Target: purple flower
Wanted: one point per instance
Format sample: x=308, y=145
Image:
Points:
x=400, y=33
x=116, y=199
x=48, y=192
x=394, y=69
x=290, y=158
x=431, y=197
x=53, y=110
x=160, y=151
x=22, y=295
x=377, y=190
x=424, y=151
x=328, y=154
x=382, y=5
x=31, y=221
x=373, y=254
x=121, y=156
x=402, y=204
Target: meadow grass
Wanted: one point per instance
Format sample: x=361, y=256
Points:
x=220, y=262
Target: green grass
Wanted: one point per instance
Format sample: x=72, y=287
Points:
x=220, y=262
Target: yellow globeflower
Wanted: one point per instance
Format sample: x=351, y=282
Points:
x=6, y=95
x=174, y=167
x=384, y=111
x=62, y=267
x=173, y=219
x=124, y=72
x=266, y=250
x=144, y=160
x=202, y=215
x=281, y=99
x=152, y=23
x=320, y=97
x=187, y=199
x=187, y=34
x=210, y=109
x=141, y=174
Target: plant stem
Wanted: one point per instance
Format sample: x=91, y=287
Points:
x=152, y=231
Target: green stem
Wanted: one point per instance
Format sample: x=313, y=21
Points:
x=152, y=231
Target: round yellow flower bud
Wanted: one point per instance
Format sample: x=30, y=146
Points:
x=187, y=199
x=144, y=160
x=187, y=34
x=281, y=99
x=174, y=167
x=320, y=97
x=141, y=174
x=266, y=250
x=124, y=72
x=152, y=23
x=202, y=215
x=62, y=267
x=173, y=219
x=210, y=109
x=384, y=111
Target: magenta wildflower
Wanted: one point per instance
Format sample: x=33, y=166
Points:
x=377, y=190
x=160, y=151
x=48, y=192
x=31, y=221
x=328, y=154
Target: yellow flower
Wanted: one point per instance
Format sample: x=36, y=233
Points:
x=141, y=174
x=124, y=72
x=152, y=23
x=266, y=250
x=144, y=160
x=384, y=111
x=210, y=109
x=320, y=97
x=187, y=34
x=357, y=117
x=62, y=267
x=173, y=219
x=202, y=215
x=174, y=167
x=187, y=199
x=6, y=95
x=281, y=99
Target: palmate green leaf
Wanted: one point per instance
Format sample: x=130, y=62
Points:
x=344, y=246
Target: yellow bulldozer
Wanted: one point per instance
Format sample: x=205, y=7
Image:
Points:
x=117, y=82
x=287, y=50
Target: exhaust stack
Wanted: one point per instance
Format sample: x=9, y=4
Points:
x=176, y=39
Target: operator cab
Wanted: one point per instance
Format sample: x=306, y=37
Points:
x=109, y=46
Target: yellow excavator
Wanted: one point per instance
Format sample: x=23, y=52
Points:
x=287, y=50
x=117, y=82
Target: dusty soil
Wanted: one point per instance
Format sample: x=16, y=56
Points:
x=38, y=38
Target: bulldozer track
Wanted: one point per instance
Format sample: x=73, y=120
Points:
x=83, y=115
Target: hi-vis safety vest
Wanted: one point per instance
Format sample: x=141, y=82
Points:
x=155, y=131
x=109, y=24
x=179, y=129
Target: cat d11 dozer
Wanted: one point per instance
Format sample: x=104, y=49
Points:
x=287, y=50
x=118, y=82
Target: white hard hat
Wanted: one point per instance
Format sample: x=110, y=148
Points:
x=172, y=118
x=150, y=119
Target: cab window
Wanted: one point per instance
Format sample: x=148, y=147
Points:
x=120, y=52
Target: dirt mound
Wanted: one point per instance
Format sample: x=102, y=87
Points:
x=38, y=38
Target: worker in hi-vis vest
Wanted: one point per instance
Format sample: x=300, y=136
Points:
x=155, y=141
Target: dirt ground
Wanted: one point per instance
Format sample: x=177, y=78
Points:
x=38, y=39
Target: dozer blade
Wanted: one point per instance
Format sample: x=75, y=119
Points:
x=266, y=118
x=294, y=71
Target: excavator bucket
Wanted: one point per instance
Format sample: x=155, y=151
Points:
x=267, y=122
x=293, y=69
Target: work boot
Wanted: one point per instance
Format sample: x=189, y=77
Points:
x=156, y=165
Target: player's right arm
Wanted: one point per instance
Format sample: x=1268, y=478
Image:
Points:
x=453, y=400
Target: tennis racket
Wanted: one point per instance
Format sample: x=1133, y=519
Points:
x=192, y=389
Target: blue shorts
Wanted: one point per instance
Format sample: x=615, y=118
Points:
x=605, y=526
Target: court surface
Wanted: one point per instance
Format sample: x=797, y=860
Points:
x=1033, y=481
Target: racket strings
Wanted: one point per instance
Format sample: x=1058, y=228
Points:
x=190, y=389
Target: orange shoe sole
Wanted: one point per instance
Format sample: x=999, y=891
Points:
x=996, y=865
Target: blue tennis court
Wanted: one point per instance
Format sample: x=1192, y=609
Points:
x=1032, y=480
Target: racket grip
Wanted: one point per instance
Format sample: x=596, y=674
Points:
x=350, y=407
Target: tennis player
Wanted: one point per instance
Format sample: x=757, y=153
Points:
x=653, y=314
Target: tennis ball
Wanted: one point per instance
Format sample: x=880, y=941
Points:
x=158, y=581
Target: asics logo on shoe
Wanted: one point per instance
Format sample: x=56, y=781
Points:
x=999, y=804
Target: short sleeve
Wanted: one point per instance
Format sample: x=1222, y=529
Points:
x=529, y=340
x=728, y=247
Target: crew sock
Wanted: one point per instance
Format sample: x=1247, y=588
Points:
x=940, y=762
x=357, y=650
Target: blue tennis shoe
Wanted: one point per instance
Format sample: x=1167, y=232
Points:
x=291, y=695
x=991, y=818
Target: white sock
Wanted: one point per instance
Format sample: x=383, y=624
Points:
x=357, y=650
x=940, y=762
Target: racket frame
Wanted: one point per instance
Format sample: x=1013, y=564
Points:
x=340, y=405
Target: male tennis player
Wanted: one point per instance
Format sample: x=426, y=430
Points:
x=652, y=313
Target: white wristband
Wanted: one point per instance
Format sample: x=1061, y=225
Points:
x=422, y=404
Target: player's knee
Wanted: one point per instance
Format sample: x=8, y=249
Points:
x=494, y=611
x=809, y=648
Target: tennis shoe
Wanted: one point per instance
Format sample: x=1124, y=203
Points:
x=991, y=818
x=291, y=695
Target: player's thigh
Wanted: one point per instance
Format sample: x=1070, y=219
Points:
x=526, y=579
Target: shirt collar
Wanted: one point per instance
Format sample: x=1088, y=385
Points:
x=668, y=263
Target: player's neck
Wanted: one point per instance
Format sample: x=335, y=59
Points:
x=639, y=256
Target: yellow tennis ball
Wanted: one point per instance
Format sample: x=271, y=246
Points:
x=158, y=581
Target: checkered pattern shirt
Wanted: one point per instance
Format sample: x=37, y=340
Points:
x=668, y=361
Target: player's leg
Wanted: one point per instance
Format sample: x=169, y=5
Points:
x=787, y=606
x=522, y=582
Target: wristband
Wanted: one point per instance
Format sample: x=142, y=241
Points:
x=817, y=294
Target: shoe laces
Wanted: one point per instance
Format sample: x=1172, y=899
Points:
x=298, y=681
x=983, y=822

____________________

# What is expected:
Only the lines with the string "wristband" are wanted; pick them out of the records above and copy them.

# Task answer:
Target: white wristband
Target: wristband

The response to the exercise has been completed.